*Brief*.
Show every line from the entries that follow which holds the word "fireplace".

*Material for this task*.
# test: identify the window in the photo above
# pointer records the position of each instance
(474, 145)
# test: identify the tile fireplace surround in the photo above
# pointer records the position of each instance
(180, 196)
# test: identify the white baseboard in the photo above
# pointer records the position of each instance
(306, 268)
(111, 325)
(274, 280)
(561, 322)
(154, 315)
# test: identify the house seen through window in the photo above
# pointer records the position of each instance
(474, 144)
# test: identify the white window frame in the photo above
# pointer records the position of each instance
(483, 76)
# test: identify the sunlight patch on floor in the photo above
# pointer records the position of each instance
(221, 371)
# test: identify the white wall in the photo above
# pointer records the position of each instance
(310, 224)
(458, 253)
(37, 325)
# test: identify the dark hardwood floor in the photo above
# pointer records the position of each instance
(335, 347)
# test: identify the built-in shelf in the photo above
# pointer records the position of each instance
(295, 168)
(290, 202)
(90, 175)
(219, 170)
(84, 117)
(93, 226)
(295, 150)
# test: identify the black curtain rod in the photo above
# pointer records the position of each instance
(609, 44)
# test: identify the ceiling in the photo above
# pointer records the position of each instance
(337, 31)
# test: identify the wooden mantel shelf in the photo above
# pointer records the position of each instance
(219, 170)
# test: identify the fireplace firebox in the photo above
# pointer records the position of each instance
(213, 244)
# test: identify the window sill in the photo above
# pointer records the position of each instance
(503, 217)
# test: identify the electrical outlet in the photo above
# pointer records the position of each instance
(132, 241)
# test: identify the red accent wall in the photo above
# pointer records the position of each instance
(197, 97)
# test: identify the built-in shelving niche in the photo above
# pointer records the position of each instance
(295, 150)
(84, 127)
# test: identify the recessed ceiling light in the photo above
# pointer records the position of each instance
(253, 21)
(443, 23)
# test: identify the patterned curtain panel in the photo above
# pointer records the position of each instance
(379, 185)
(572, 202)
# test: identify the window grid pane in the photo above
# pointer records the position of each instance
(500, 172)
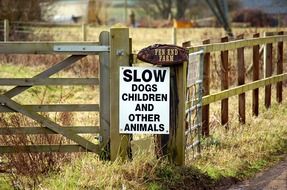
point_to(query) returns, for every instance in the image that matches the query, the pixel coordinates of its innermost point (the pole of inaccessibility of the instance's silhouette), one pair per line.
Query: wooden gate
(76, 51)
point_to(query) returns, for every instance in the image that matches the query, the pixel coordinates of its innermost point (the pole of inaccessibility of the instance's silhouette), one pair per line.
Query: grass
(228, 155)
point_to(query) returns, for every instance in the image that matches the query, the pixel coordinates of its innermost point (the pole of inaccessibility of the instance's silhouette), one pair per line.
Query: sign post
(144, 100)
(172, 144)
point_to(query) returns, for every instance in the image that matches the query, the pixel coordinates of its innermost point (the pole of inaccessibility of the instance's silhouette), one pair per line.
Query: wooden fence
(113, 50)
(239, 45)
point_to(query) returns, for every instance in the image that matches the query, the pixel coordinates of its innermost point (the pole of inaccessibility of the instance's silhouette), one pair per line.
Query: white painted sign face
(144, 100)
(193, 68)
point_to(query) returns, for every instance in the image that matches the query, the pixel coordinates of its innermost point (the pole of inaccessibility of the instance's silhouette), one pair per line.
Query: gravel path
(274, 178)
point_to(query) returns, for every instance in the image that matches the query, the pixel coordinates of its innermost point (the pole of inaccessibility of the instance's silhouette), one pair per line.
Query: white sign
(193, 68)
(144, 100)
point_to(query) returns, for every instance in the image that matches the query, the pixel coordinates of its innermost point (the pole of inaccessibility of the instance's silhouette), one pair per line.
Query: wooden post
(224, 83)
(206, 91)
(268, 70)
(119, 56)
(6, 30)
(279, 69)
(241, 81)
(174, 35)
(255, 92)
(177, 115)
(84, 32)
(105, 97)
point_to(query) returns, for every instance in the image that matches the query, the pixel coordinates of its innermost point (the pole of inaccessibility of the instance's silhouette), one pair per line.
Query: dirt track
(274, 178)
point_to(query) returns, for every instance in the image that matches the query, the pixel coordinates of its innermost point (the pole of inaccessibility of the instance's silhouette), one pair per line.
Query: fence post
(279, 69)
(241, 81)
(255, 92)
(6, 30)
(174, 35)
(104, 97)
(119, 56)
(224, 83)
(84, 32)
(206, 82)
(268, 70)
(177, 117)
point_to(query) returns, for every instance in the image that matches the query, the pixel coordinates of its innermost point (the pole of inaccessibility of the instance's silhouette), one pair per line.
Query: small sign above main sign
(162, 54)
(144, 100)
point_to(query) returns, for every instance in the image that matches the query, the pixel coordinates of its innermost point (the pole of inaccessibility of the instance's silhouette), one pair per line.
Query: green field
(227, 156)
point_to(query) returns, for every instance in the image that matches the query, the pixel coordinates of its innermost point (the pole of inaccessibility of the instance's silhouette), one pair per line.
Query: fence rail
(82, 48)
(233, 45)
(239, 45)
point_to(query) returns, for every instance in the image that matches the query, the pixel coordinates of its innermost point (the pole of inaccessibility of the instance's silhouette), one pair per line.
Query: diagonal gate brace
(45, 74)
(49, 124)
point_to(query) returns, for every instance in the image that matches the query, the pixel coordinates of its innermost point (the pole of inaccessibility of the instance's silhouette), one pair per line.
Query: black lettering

==

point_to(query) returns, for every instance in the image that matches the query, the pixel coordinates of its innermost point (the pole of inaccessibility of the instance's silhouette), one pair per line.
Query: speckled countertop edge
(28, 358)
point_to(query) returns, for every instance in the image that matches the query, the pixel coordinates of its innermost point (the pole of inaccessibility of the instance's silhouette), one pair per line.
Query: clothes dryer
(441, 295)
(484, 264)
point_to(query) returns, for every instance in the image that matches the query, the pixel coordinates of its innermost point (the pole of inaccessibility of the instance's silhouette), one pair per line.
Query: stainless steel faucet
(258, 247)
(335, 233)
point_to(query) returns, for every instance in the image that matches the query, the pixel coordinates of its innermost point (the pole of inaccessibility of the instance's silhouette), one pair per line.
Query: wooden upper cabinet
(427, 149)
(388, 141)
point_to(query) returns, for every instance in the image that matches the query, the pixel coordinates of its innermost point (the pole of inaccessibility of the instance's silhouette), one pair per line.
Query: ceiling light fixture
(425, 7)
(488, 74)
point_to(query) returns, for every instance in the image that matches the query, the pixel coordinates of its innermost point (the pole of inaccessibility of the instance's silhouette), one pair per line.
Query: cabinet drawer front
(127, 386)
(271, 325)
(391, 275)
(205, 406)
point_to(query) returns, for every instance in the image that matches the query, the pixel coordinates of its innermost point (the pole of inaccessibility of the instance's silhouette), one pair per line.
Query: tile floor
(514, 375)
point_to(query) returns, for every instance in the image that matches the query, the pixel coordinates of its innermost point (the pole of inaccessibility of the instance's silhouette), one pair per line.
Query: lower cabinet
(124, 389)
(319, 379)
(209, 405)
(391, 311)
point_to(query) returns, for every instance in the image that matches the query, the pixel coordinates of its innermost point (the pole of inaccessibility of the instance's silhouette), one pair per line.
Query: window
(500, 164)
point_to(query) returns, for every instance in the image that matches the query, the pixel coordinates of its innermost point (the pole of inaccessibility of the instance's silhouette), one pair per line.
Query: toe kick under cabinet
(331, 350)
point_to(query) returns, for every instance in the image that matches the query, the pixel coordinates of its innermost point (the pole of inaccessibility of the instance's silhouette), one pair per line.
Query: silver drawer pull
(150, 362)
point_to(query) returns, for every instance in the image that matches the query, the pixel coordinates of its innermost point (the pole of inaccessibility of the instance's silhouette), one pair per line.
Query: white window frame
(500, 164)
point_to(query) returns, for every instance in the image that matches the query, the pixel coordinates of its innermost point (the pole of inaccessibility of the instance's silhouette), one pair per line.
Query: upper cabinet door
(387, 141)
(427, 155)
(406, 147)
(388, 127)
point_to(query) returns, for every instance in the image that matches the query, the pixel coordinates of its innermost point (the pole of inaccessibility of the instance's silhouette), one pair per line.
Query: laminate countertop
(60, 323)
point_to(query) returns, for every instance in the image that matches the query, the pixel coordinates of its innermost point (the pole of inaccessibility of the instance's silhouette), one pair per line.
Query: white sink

* * *

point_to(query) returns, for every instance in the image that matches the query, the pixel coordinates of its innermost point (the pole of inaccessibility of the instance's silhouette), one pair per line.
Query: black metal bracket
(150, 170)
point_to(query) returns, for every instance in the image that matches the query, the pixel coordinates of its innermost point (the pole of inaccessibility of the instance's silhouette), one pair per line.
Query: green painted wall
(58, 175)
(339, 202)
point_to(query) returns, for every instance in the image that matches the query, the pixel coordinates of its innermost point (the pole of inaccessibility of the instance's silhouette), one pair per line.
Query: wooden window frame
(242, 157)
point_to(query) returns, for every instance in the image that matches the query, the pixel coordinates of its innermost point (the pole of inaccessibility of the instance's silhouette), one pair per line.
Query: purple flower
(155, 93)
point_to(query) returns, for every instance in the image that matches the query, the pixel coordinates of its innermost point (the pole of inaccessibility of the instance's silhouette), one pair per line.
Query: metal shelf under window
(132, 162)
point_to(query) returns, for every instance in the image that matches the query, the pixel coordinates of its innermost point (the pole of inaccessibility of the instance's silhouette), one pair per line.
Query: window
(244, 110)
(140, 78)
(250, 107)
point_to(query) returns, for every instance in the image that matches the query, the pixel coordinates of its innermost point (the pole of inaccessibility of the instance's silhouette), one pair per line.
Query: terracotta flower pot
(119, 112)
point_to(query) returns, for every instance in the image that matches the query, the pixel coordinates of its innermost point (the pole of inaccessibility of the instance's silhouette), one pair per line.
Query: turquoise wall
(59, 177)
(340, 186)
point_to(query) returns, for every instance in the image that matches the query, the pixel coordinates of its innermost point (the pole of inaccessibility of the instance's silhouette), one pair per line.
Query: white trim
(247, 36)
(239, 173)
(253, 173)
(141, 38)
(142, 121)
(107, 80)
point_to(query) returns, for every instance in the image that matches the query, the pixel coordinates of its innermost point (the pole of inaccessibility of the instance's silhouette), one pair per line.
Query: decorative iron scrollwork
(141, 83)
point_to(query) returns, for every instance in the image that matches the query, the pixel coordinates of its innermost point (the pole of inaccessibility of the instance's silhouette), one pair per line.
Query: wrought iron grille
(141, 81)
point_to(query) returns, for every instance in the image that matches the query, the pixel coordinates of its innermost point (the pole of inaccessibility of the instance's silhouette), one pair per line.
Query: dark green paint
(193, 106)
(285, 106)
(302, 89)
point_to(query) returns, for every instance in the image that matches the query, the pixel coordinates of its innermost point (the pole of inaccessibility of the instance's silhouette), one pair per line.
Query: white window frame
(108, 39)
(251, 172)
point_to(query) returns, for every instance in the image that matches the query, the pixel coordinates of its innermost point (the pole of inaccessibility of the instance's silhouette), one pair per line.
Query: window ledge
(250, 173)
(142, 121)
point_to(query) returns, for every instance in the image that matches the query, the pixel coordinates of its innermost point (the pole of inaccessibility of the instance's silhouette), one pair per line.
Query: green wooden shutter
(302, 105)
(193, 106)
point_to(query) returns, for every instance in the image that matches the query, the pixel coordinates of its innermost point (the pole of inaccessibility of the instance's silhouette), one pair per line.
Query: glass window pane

*Exercise response*.
# test: identify the tile fireplace surround in the photo above
# test: identify the fireplace firebox in the photo above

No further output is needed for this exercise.